▸ **Problem details**
Determine how many lines of the data below contain the word "white", and reply with that number alone.

▸ **Records**
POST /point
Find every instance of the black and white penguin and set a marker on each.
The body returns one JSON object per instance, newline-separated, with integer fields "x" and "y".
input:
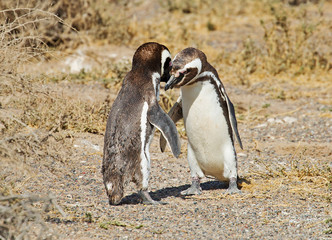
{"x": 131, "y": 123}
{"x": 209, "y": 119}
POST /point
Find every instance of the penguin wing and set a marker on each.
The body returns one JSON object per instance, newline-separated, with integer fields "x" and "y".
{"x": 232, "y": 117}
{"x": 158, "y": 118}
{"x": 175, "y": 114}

---

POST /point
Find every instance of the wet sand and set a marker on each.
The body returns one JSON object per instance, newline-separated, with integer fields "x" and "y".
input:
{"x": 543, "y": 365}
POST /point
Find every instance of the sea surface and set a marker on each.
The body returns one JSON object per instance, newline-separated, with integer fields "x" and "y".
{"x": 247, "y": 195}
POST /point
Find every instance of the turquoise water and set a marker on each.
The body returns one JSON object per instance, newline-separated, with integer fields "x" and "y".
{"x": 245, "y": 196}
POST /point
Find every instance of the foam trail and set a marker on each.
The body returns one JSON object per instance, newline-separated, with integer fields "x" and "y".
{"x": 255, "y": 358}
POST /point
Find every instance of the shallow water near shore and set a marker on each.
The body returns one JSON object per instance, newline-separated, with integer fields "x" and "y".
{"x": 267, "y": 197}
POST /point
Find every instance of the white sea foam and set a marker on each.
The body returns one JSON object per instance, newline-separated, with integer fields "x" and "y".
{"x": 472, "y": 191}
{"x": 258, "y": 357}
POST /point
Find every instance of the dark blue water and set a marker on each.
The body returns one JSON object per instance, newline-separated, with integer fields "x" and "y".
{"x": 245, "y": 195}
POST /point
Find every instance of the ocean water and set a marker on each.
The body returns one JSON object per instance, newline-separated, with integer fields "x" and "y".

==

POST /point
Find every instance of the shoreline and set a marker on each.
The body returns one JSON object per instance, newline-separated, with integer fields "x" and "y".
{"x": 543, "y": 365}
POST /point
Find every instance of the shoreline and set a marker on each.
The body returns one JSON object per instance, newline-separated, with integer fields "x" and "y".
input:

▸ **Response below**
2